(Stored entries)
[Start of Attachment]

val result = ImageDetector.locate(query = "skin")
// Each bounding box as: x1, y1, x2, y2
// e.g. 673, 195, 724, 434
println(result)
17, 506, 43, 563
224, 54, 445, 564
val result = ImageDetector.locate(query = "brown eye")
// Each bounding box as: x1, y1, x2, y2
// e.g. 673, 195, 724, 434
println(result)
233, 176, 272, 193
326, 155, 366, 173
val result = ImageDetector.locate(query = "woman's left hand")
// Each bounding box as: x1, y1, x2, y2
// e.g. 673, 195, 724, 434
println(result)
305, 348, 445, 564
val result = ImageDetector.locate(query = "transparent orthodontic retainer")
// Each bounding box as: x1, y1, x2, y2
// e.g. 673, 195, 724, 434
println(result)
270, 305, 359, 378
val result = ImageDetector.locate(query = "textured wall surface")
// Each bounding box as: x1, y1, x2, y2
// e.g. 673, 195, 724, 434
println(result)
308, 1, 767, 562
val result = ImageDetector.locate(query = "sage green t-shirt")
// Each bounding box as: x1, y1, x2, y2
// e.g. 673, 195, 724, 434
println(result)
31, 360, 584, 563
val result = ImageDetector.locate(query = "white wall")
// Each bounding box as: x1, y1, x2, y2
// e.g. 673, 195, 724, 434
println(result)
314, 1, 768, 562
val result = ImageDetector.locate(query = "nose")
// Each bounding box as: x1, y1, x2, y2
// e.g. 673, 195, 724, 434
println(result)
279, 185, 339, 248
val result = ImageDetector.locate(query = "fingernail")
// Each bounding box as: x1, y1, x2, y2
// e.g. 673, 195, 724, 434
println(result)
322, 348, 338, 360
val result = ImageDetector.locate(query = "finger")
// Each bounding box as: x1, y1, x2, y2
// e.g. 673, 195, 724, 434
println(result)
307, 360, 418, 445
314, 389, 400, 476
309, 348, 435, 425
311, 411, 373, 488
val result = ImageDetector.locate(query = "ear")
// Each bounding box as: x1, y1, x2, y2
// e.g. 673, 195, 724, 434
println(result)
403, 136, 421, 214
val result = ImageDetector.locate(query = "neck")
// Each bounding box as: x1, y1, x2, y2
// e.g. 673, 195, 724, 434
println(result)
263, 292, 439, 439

[End of Attachment]
[Start of Attachment]

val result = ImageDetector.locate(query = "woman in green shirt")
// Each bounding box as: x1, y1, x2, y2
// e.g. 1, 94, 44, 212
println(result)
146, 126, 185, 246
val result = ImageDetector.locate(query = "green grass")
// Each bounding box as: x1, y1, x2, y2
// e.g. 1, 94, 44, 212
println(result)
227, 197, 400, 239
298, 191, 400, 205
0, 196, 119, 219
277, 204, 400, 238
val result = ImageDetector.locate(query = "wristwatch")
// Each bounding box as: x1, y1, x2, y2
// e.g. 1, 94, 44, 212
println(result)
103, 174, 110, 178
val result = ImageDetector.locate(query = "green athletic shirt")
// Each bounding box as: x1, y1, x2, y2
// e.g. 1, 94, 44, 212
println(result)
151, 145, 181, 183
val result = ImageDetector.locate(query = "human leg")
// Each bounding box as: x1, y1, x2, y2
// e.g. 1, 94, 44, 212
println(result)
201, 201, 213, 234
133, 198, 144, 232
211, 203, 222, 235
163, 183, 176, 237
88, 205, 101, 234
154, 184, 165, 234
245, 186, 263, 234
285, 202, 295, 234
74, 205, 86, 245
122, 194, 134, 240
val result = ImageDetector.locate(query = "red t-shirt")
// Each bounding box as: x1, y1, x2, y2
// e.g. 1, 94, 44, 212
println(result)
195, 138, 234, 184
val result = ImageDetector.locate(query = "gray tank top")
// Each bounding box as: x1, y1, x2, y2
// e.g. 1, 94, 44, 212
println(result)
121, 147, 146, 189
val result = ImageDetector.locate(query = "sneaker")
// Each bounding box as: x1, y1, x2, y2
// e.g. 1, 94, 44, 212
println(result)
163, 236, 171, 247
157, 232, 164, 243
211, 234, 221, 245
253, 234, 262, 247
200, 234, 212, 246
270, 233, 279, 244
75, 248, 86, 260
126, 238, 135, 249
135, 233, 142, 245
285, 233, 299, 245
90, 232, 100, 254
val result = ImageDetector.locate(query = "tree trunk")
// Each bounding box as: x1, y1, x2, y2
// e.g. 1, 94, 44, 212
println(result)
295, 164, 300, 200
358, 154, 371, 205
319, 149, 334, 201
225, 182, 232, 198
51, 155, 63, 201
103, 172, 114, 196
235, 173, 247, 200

[End of Attachment]
[Start of Attachment]

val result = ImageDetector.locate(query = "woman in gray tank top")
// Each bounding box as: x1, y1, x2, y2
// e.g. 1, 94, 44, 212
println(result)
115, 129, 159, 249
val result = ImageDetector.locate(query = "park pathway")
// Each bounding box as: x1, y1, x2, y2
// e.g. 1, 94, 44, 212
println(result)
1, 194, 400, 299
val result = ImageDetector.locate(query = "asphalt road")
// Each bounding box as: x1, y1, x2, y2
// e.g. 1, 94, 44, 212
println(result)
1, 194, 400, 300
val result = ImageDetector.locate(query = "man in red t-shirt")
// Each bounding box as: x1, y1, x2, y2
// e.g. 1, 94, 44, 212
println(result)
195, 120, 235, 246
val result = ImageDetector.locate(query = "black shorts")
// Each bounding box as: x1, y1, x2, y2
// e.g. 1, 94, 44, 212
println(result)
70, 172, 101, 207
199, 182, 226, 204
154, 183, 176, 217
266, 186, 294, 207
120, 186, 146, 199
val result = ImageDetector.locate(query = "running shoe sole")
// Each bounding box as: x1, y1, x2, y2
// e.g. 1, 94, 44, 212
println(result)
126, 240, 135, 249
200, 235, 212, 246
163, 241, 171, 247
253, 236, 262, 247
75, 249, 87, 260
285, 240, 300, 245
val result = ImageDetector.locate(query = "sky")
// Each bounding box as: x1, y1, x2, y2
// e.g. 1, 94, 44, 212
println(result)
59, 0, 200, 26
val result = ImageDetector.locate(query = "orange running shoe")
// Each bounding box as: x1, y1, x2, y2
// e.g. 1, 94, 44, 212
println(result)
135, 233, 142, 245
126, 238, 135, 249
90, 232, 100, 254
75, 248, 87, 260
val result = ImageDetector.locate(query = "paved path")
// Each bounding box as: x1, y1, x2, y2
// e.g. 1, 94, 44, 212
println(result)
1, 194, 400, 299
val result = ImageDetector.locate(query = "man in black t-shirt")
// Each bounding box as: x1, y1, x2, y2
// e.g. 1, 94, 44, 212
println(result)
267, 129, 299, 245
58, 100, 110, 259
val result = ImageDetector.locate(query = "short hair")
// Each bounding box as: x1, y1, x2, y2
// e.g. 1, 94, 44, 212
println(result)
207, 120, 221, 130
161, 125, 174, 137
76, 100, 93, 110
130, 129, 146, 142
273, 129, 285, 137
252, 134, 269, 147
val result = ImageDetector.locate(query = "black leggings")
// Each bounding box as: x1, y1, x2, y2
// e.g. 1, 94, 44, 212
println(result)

[End of Attachment]

WHAT TO DO
In the entries above, find lines with "tank" and copy each.

TASK SOLUTION
val result = ImageDetector.locate(query = "gray tank top")
val result = ImageDetector.locate(query = "woman in gray tank top")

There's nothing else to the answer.